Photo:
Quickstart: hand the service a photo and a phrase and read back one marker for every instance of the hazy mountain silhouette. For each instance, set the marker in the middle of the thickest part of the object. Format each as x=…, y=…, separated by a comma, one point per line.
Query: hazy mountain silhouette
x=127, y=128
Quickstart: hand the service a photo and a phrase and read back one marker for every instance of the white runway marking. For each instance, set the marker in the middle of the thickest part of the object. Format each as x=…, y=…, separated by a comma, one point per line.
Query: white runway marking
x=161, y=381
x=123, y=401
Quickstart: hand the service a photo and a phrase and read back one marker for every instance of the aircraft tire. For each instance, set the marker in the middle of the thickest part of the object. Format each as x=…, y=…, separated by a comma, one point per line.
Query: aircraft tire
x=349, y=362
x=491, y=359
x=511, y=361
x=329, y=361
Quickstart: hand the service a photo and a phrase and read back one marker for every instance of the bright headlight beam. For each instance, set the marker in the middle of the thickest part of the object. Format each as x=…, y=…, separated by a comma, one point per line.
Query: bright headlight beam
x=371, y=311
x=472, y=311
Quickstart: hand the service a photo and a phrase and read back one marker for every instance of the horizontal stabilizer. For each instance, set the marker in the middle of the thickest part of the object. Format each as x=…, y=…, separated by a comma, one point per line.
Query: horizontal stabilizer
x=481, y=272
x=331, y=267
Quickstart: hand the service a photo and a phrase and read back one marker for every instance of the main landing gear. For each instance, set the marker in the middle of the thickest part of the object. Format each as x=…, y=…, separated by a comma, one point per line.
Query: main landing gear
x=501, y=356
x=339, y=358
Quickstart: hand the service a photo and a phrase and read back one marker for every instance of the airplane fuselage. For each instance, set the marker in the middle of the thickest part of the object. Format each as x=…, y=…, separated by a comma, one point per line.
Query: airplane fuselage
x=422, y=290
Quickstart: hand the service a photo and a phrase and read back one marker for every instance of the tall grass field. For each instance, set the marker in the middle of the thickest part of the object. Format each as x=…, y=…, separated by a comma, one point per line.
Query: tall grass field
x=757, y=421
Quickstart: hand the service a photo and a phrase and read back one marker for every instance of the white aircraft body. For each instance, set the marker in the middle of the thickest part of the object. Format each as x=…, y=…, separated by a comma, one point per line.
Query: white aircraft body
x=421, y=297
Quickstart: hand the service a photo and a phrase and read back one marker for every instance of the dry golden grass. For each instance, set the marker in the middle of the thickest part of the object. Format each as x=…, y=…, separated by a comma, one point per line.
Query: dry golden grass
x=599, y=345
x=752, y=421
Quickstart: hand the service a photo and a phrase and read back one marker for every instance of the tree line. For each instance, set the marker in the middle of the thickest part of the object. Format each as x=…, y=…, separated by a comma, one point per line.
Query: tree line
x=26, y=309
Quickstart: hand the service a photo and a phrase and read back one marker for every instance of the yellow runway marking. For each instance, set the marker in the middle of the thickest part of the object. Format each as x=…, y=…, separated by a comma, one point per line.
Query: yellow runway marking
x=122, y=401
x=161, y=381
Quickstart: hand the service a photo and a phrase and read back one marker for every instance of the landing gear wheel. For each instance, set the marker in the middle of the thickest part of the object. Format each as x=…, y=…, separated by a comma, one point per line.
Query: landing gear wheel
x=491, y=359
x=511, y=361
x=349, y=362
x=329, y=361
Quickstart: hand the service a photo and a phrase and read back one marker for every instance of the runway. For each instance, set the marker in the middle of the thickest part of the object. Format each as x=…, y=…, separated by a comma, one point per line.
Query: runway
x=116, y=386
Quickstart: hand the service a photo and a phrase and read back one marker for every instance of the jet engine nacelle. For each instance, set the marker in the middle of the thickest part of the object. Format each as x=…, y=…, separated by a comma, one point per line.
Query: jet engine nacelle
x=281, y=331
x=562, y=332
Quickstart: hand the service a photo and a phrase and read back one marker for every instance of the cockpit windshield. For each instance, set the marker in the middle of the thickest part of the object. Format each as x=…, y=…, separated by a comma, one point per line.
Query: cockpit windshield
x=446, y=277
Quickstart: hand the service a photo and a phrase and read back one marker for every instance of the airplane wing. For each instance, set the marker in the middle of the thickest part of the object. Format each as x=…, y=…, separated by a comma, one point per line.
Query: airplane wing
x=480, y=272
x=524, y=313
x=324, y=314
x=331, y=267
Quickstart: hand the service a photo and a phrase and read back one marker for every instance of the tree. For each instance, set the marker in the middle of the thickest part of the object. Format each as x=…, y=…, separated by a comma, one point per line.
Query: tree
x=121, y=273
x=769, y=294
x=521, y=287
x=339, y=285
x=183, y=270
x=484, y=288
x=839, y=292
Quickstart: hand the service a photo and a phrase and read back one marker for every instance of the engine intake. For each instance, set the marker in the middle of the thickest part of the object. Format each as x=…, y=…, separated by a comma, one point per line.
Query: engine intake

* **WORK TO COMPLETE**
The word "intake" appears in some lines above. Return every one of those lines.

* **ANSWER SPACE**
Quickstart: hand the service a photo and a phrase and read back one marker for every instance of the engine intake. For each instance, set the marker in the middle of the thickest part of the object. Format each as x=…, y=…, separated by a comma, one point per line.
Query: engine intake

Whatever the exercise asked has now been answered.